* Testo mostrato *
***

Link: https://www.youtube.com/watch?v=X7GB1_79Wi4

Alcune frasi del libro.

  • La colera non è sufficiente per cambiare il mondo, non è che rumore. Bisogna ritrovare quello che avevamo in comune, che abbiamo perduto per delle cattive ragioni.
  • La differenza fa paura, dà il sentimento agli altri di essere privati di qualcosa e al posto di nutrirsene, preferiscono distruggerla. Si picchiano gli omosessuali, i neri, gli arabi, i diversi, gli autistici. Si colpisce tutto quello che rischierebbe di rivelare che non siamo poi così straordinari. La paura dell'altro è la paura di essere mediocre.

***

* Dati delle voci *
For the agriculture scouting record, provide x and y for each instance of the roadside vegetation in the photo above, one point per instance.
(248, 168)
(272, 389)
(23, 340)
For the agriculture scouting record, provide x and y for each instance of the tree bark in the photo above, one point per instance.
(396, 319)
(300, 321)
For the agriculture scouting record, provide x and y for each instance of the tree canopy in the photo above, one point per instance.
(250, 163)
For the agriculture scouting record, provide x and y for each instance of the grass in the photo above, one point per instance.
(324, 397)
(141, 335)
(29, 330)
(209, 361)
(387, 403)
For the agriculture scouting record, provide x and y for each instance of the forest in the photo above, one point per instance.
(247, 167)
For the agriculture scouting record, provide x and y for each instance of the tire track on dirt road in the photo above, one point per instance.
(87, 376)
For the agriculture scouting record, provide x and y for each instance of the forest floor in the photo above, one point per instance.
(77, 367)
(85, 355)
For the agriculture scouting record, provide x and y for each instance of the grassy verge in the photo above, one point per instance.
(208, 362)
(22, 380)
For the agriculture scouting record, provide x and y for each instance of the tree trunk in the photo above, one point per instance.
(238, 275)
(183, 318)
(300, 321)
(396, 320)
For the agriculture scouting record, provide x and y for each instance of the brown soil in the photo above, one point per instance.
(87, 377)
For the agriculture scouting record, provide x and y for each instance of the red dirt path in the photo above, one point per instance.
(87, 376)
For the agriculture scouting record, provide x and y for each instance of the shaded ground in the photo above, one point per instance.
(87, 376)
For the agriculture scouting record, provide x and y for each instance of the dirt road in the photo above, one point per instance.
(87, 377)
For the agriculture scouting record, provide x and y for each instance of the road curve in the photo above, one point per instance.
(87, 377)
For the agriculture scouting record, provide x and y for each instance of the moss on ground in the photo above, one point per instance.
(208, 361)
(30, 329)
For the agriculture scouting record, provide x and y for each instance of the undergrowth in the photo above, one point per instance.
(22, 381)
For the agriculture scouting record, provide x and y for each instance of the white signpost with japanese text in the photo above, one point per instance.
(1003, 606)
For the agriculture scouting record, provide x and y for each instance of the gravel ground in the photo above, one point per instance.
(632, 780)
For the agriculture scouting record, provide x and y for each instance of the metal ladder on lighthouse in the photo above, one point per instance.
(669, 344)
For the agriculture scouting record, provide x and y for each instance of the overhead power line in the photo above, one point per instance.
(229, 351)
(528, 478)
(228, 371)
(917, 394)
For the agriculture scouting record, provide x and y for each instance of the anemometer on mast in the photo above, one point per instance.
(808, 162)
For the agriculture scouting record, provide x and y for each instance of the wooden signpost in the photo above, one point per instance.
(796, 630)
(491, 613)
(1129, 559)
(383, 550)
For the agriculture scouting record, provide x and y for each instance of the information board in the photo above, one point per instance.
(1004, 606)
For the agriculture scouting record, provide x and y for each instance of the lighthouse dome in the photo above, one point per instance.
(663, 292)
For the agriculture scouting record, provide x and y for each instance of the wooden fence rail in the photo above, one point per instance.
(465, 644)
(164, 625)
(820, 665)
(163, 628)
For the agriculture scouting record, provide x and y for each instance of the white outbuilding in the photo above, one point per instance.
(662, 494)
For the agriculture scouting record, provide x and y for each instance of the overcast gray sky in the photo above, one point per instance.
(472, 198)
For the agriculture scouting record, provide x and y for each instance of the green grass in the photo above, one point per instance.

***

* Compiti da svolgere *
a: Aggiorna le frasi del libro: riscrivi il passo da "Link: https://www.youtube.com/watch?v=X7GB1_79Wi4" a "delle cattive ragioni.", mettendo "silenzio" al posto di "rumore".
b: Secondo le frasi del libro, a che cosa corrisponde la paura dell'altro?

* Risposte in ordine *
a:
Link: https://www.youtube.com/watch?v=X7GB1_79Wi4

Alcune frasi del libro.

  • La colera non è sufficiente per cambiare il mondo, non è che silenzio. Bisogna ritrovare quello che avevamo in comune, che abbiamo perduto per delle cattive ragioni.

b: Alla paura di essere mediocre.